What you are asked to do – Up to and including the line with "box: [260, 290, 349, 352]", restate every line of the records below word for word, from the first line on, leaving out the pictures.

Saved data entries
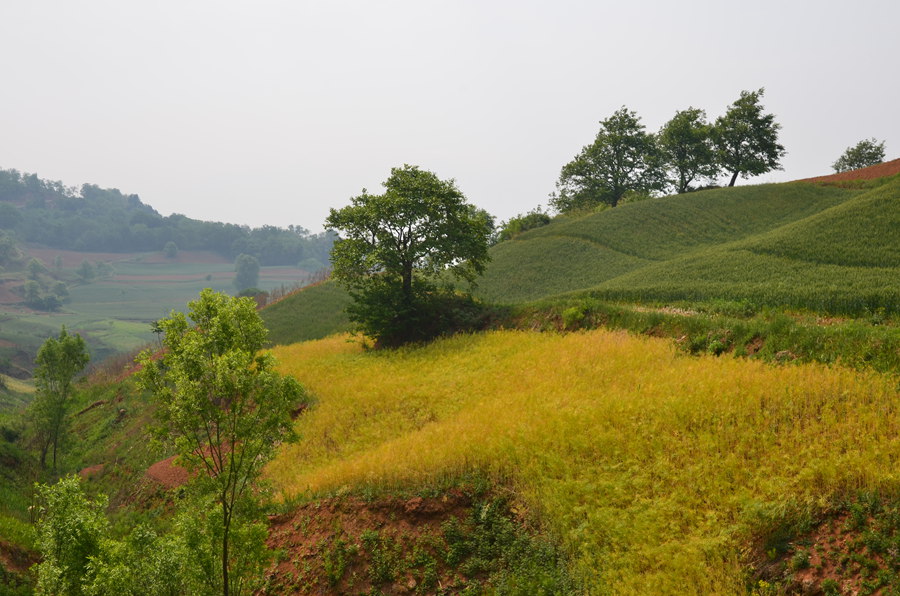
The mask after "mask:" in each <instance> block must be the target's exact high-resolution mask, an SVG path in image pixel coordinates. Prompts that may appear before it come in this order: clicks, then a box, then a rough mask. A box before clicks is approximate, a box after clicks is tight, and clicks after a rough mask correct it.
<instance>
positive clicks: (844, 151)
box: [831, 137, 884, 173]
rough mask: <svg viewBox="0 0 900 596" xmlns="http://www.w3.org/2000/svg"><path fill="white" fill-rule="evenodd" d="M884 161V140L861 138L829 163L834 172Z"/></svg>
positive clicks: (852, 169)
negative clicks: (838, 157) (862, 139)
mask: <svg viewBox="0 0 900 596" xmlns="http://www.w3.org/2000/svg"><path fill="white" fill-rule="evenodd" d="M883 161H884V141H881V142H880V143H879V142H878V140H877V139H875V138H874V137H872V138H871V139H863V140H862V141H860V142H859V143H857V144H856V145H854V146H853V147H847V149H846V150H845V151H844V152H843V153H842V154H841V156H840V157H839V158H838V159H837V161H835V162H834V163H833V164H831V167H832V168H834V171H835V172H838V173H840V172H847V171H850V170H858V169H860V168H866V167H869V166H874V165H876V164H879V163H881V162H883Z"/></svg>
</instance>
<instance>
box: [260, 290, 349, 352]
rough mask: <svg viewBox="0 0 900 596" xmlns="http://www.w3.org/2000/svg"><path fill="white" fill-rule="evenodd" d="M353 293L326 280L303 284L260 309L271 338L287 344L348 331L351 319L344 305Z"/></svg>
mask: <svg viewBox="0 0 900 596" xmlns="http://www.w3.org/2000/svg"><path fill="white" fill-rule="evenodd" d="M348 304H350V296H349V294H347V292H346V291H344V290H343V289H342V288H341V287H340V286H338V285H337V284H336V283H334V282H331V281H327V282H325V283H321V284H317V285H314V286H309V287H306V288H303V289H302V290H300V291H299V292H296V293H294V294H292V295H290V296H288V297H287V298H284V299H283V300H280V301H278V302H276V303H275V304H273V305H271V306H268V307H266V308H264V309H262V310H261V311H260V316H261V317H262V319H263V323H265V325H266V327H267V328H268V329H269V341H270V342H271V343H272V344H274V345H288V344H292V343H295V342H298V341H306V340H309V339H320V338H323V337H326V336H328V335H331V334H332V333H338V332H341V331H347V330H348V329H349V328H350V321H349V320H348V319H347V315H346V314H345V313H344V309H345V308H346V307H347V305H348Z"/></svg>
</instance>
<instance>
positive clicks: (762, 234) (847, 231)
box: [592, 178, 900, 315]
mask: <svg viewBox="0 0 900 596" xmlns="http://www.w3.org/2000/svg"><path fill="white" fill-rule="evenodd" d="M898 199H900V178H893V179H888V180H887V181H885V182H884V183H883V184H881V185H880V186H878V187H877V188H874V189H872V190H869V191H866V192H864V193H862V194H857V195H855V196H853V197H852V198H850V199H848V200H846V201H845V202H843V203H841V204H839V205H837V206H835V207H832V208H829V209H825V210H823V211H821V212H819V213H817V214H815V215H812V216H810V217H806V218H803V219H799V220H797V221H795V222H792V223H790V224H787V225H784V226H781V227H778V228H775V229H773V230H772V231H770V232H768V233H764V234H758V235H755V236H752V237H748V238H747V239H745V240H743V241H737V242H732V243H726V244H722V245H719V246H715V247H711V248H708V249H705V250H702V251H692V252H690V253H687V254H684V255H682V256H679V257H676V258H673V259H670V260H667V261H664V262H660V263H654V264H652V265H649V266H647V267H643V268H640V269H635V270H633V271H631V272H629V273H627V274H624V275H622V276H619V277H617V278H613V279H610V280H607V281H605V282H602V283H600V284H598V285H597V286H595V287H594V288H592V292H593V293H595V294H596V295H598V296H602V297H606V298H619V299H629V300H711V299H718V298H727V299H733V300H743V301H746V302H749V303H751V304H754V305H758V306H789V307H796V308H808V309H811V310H814V311H817V312H827V313H837V314H847V315H859V314H864V313H866V312H874V311H878V310H881V309H883V310H884V311H885V312H896V311H897V308H898V304H900V236H898V232H897V231H898V230H900V204H898Z"/></svg>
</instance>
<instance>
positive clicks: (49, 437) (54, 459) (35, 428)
mask: <svg viewBox="0 0 900 596" xmlns="http://www.w3.org/2000/svg"><path fill="white" fill-rule="evenodd" d="M89 360H90V356H89V355H88V352H87V345H86V344H85V342H84V339H82V337H81V335H79V334H77V333H76V334H75V335H69V334H68V332H67V331H66V328H65V327H63V328H62V330H61V331H60V332H59V338H53V337H51V338H48V339H47V341H45V342H44V343H43V345H42V346H41V348H40V350H38V353H37V358H36V359H35V362H36V364H37V367H36V368H35V370H34V383H35V387H36V388H37V392H36V393H35V397H34V401H33V402H32V403H31V408H30V418H31V424H32V428H33V431H34V434H35V437H36V439H37V441H38V446H39V449H40V453H41V467H46V465H47V464H46V462H47V453H48V451H49V450H50V449H51V448H52V452H53V469H56V455H57V451H58V450H59V446H60V443H61V441H62V436H63V433H64V431H65V426H66V418H67V413H68V409H69V402H70V399H71V397H72V392H73V382H74V380H75V377H76V376H77V375H78V373H80V372H81V371H82V370H84V367H85V366H87V363H88V361H89Z"/></svg>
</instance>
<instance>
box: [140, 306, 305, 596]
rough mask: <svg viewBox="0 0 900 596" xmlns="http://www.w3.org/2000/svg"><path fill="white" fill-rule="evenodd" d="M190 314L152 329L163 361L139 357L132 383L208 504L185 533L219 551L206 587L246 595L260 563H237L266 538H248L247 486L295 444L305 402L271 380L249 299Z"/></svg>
mask: <svg viewBox="0 0 900 596" xmlns="http://www.w3.org/2000/svg"><path fill="white" fill-rule="evenodd" d="M188 306H189V309H190V311H189V315H188V316H189V317H190V320H191V322H188V317H187V316H185V315H184V314H183V313H175V312H173V313H172V315H171V317H170V318H168V319H165V320H162V321H159V322H158V325H159V327H160V328H161V329H162V331H163V333H164V336H163V338H162V345H163V347H164V348H165V351H164V352H163V353H162V355H161V356H159V357H157V355H155V354H154V353H153V352H151V351H146V352H143V353H142V354H141V355H140V356H139V357H138V362H139V363H140V365H141V369H140V371H139V372H138V378H139V380H140V384H141V385H142V386H143V387H146V388H148V389H150V390H152V391H153V392H154V393H155V395H156V398H157V400H158V401H159V410H158V412H159V416H160V420H161V422H162V429H161V430H162V433H163V434H164V436H165V437H168V438H171V439H174V443H175V448H176V450H177V452H178V455H179V456H180V458H181V461H182V463H183V464H184V465H185V466H186V467H187V468H188V469H189V470H190V471H191V472H192V474H193V478H192V480H191V484H192V485H193V486H194V487H196V488H197V489H198V490H199V492H200V494H201V495H207V496H206V497H199V498H200V503H201V505H199V506H197V507H196V508H195V511H196V512H197V513H198V515H197V519H196V520H193V523H199V524H200V528H201V529H200V530H197V531H195V532H192V535H197V534H200V535H206V536H207V539H208V542H205V544H206V546H207V547H209V545H210V544H217V545H218V547H217V549H214V550H212V551H210V553H209V557H208V559H211V560H214V561H218V567H219V569H218V571H215V570H207V573H206V574H205V576H204V577H205V578H206V579H207V583H208V584H209V585H211V586H215V587H217V588H218V589H220V590H221V592H222V593H223V594H225V595H226V596H227V595H228V594H229V593H231V594H238V593H241V592H242V591H244V590H246V589H247V588H246V584H247V582H248V581H249V579H250V578H252V577H254V576H255V573H254V572H255V571H258V570H259V567H260V565H261V563H262V562H263V559H261V558H260V557H250V561H251V562H252V563H251V564H249V565H248V564H246V561H245V558H246V554H247V552H248V551H258V552H260V553H261V552H262V551H263V550H264V549H263V548H262V541H263V539H264V537H265V536H264V534H265V532H264V530H263V531H260V530H256V531H254V530H253V528H255V527H258V524H257V523H256V522H255V518H256V516H258V514H259V511H258V508H257V505H256V503H257V497H256V494H255V490H256V489H255V487H254V481H255V480H256V479H257V477H258V476H259V473H260V471H261V468H262V466H263V465H264V464H265V463H266V462H267V461H268V460H269V459H271V458H272V456H273V455H274V453H275V448H276V446H277V445H279V444H280V443H281V442H282V441H290V440H292V439H293V437H294V435H293V429H292V424H291V412H292V411H293V410H294V409H295V408H296V407H297V406H298V405H299V402H300V399H301V397H302V394H303V393H302V389H301V387H300V385H299V383H297V381H295V380H294V379H292V378H290V377H283V376H281V375H280V374H278V373H277V372H275V371H274V366H275V360H274V358H273V357H272V355H271V354H267V353H260V352H259V350H260V349H261V348H262V346H263V344H264V342H265V339H266V329H265V327H264V326H263V325H262V321H261V320H260V318H259V315H258V314H257V313H256V304H255V302H254V301H253V300H252V299H250V298H230V297H228V296H225V295H224V294H219V293H216V292H213V291H212V290H208V289H207V290H204V291H203V292H201V293H200V298H199V299H198V300H196V301H194V302H191V303H189V305H188ZM204 524H206V525H204ZM245 531H247V532H250V538H252V539H250V538H248V537H247V536H244V534H243V533H244V532H245ZM235 542H237V543H238V544H233V543H235ZM241 542H243V544H241ZM198 548H199V547H198ZM232 549H233V550H232ZM195 550H197V549H195Z"/></svg>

Expected answer –
The mask after "mask:" in each <instance> block must be the target's exact high-resolution mask, an SVG path in image pixel coordinates. Prompts that may appear before it come in this order: clicks, then a box, then a rough mask. A box before clicks is approximate, a box after clicks is tight, and clicks after a rough mask correct it.
<instance>
positive clicks: (844, 151)
box: [831, 137, 884, 173]
rough mask: <svg viewBox="0 0 900 596" xmlns="http://www.w3.org/2000/svg"><path fill="white" fill-rule="evenodd" d="M884 161V140L861 138L829 163L834 172Z"/></svg>
positive clicks: (852, 169)
negative clicks: (838, 157) (862, 139)
mask: <svg viewBox="0 0 900 596" xmlns="http://www.w3.org/2000/svg"><path fill="white" fill-rule="evenodd" d="M883 161H884V141H881V142H880V143H879V142H878V140H877V139H875V138H874V137H872V138H871V139H863V140H862V141H860V142H859V143H857V144H856V145H854V146H853V147H847V149H846V150H845V151H844V152H843V153H842V154H841V156H840V157H839V158H838V159H837V161H835V162H834V163H833V164H831V167H832V168H834V171H835V172H838V173H840V172H847V171H850V170H858V169H860V168H866V167H869V166H874V165H876V164H879V163H881V162H883Z"/></svg>
</instance>
<instance>
box: [260, 290, 349, 352]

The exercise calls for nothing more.